Instructions:
1. Answer these questions using the travel account of Pai:
(a) How many curves is the road from Chiang Mai to Pai reputed to have?
(b) What temperature does the spring feeding the Tha Pai Hotsprings pools reach?
(c) What was the small black cat left eating?
2. Write out word for word the part of the travel account of Pai that opens with the words containing "The road from" and closes with "with tropical vegetation.".

Selected text:
=====
The road from Chiang Mai to Pai is reputed to have 762 curves, and I certainly didn't envy the girl behind me who was recovering from food poisoning. An hour outside the city and the road ascends into the mountains, winding, steadily uphill through the countryside. The hills are alive with rich green vegetation, and as the road climbs higher the jungle grows thicker. Several hours into the journey and we were looking back across the range of fertile mountains, and into the deep valleys that plunge from the peaks to the rivers below. It was a shock to cross the mountain range and look across the parched landscape of Mae Hong Son Province. The mountains are a barrier, trapping the moisture on their south side, presenting an arid, brown face to the north, while the slopes to the south are verdant and rich with tropical vegetation.
The following day we rode to Tha Pai Hotsprings to warm ourselves in the bathing pools. They're fed by a spring higher on the hillside that reaches temperatures of 80 °C. When we arrived a young woman was boiling eggs in the sulphurous water. The bathing pools are are cooled by mountain stream, and the warm water and radiant sunshine are a wonderful, balmy combination that leaves one almost intoxicated with relaxation. After a lunch of papaya salad with pickled crab, and lovely suki yaki noodle soup, we rode back to Huay Khew Waterfall and swam in the green, cool water until the sun fell.
The next day, after a breakfast of pork and blood sausage curry, dry Pla Goong, and fried morning glory in a rich oyster and honey sauce, we drove up into the mountains. There was a dense blanket of cloud over Pai, and the tops of the mountains were obscured in a rolling mist. It was cool and wet at the top of the mountain, and the dense jungle glistened with freshly-fallen rain. The emerald green of the hills was flashing intermittently as the clouds parted and the sun momentarily warmed the air. On the way back to Pai we stopped at a Karen tribe village called Huay Khew, where the local men and women looked questioningly at us until we bowed our heads in greeting and they responded with warm smiles and a sharp nod of their own heads. A village woman with a young boy in a papoose walked past while we stood on a bridge overlooking the wide, thirsty river, and she told her child to wave at us. He stared uncomprehendingly at the strange, pale-faced people, mechanically waving his hand in greeting, his eyes wide.
Walking through the streets of Pai in the evening was magical. The electicity hadn't been working all day, and the shops and market stalls were lit with candles, the restaurants quiet and warm with small dancing flames, the streets silver under a full moon as the clouds drifted away. It was a disappointment when the lights suddenly flickered on, but the girls at the table next to us rejoiced at the prospect of eating again, now that the ATMs would be functioning once more.
Sitting down to a meal of garlic prawns and a spectacularly large red snapper, a small black cat jumped on to the bench where I sat, and waited patiently for a share of the spoils. We left him munching happily on the crispy fin bones as we walked down the deserted streets towards the motorbike and home.
=====
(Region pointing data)
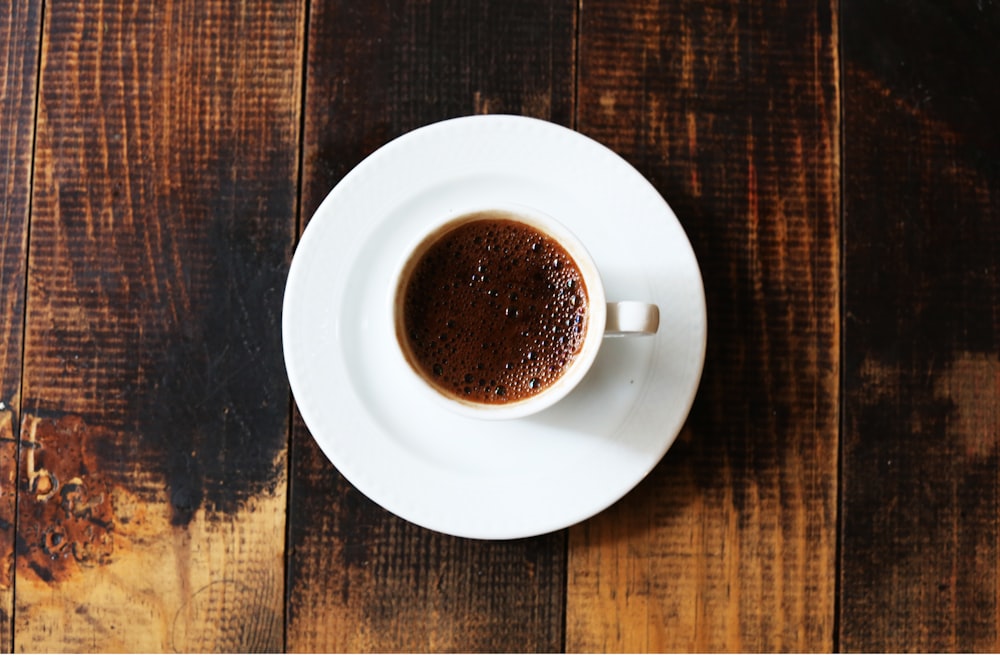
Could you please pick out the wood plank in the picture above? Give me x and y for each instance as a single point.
(732, 111)
(362, 580)
(921, 462)
(20, 36)
(154, 436)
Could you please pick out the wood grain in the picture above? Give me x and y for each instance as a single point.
(20, 36)
(731, 110)
(152, 469)
(921, 461)
(362, 580)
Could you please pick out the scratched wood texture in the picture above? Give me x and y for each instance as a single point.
(152, 471)
(20, 34)
(360, 579)
(921, 459)
(731, 109)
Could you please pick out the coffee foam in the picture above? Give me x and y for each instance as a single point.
(493, 311)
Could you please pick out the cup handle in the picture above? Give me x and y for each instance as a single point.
(631, 318)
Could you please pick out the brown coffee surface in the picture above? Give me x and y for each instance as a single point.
(493, 312)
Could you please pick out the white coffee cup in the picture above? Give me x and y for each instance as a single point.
(603, 318)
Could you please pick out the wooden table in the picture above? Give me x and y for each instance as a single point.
(836, 165)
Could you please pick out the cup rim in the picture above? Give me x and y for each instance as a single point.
(596, 315)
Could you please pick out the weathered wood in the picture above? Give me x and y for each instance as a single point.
(921, 461)
(731, 109)
(152, 469)
(361, 579)
(20, 36)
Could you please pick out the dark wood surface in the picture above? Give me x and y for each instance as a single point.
(835, 164)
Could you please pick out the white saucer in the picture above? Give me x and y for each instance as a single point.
(458, 475)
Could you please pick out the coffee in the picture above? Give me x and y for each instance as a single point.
(492, 311)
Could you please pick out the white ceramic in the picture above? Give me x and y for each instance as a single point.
(629, 318)
(364, 406)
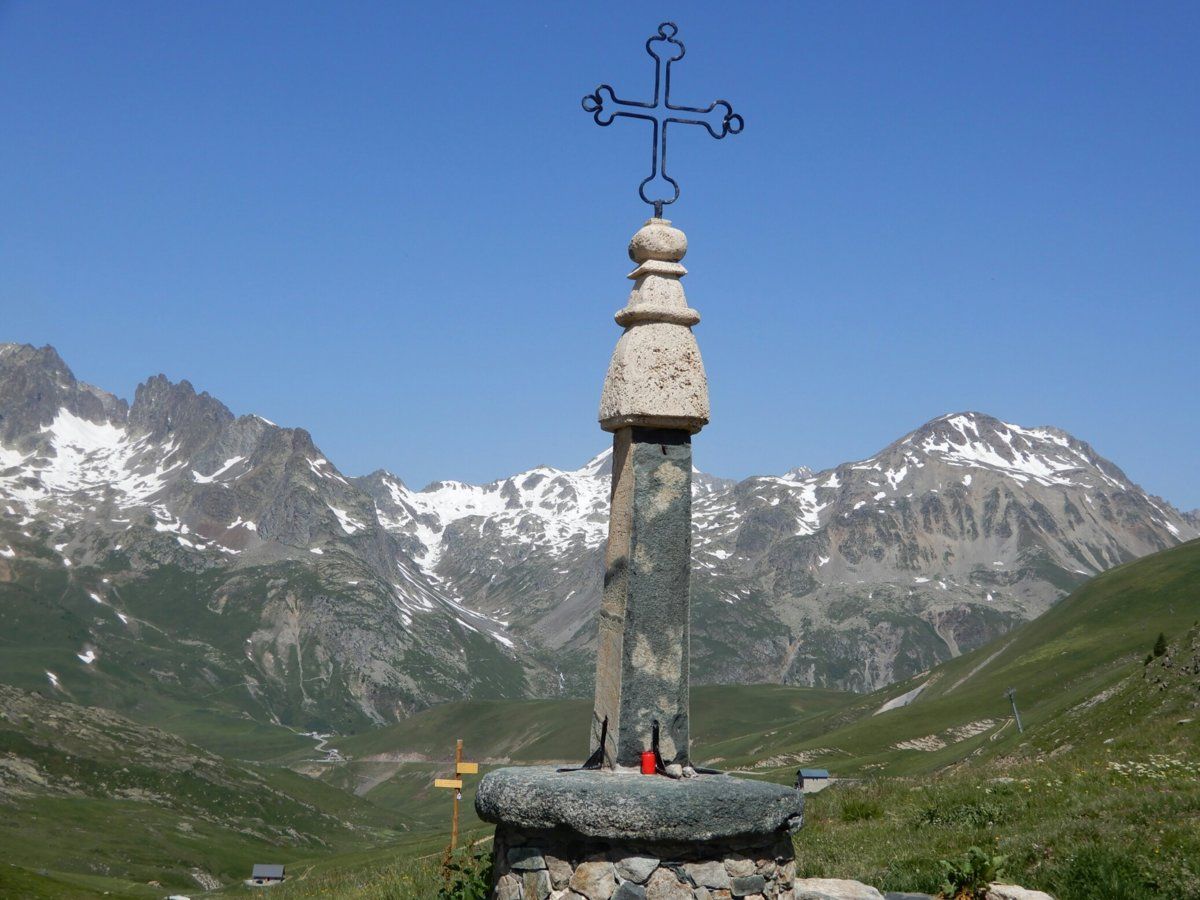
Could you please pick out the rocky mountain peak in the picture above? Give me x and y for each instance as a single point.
(167, 409)
(36, 384)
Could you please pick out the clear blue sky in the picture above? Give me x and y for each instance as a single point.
(394, 225)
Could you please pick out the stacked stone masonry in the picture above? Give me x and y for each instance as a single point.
(559, 865)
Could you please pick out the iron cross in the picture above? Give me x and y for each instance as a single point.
(718, 117)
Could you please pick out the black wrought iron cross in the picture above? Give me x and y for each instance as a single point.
(718, 117)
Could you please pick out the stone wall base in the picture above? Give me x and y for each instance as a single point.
(563, 865)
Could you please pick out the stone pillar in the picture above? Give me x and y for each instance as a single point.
(655, 397)
(607, 833)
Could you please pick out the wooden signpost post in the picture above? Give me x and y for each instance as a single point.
(460, 769)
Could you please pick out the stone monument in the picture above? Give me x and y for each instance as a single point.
(637, 821)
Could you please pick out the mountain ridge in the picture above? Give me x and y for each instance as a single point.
(855, 576)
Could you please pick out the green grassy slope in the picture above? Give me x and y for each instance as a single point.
(1103, 801)
(1079, 648)
(87, 792)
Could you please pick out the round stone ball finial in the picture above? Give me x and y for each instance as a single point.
(658, 240)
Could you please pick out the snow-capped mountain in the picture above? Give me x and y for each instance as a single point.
(245, 557)
(311, 604)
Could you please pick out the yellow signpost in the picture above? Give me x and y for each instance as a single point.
(460, 769)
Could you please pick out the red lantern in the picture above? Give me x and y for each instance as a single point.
(648, 765)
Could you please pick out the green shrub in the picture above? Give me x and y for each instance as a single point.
(861, 809)
(969, 876)
(467, 875)
(970, 814)
(1099, 871)
(1161, 645)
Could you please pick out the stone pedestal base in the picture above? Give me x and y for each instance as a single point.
(597, 835)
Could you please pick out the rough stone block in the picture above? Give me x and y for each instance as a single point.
(535, 885)
(739, 865)
(595, 880)
(748, 885)
(508, 888)
(525, 858)
(559, 871)
(709, 874)
(834, 889)
(636, 868)
(665, 886)
(1013, 892)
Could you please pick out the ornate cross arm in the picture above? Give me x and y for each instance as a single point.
(718, 117)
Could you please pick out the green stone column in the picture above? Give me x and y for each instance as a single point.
(655, 397)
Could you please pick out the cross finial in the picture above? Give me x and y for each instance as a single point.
(718, 117)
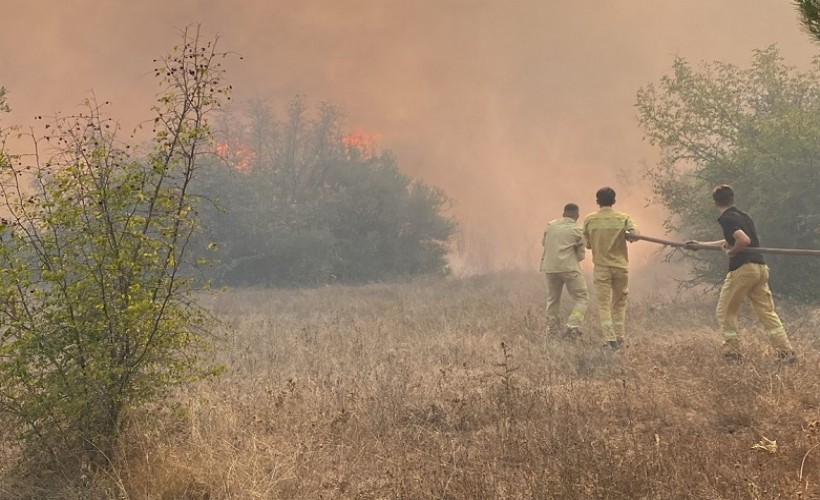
=====
Solutions for each task:
1.
(a) 762
(b) 80 °C
(c) The crispy fin bones of the red snapper.

2.
The road from Chiang Mai to Pai is reputed to have 762 curves, and I certainly didn't envy the girl behind me who was recovering from food poisoning. An hour outside the city and the road ascends into the mountains, winding, steadily uphill through the countryside. The hills are alive with rich green vegetation, and as the road climbs higher the jungle grows thicker. Several hours into the journey and we were looking back across the range of fertile mountains, and into the deep valleys that plunge from the peaks to the rivers below. It was a shock to cross the mountain range and look across the parched landscape of Mae Hong Son Province. The mountains are a barrier, trapping the moisture on their south side, presenting an arid, brown face to the north, while the slopes to the south are verdant and rich with tropical vegetation.